§ Directive:
Lines from the one containing "[mark] the black" through the last line of the data are to be repeated word for word, both ends included.

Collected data
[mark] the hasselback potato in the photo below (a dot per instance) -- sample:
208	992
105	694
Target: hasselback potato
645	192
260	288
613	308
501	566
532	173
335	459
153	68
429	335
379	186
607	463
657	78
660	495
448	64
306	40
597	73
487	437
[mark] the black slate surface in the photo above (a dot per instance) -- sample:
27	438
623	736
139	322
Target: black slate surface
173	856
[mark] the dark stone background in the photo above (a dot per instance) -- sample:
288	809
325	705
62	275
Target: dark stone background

§ Response below:
[mark] the black slate surface in the photo above (a dot per instance) -- sample:
27	438
623	736
139	322
Target: black slate surface
173	856
[mark] the dark stone background in the photo above (a dot per instance) -- sample:
288	809
325	705
62	275
Target: dark stone background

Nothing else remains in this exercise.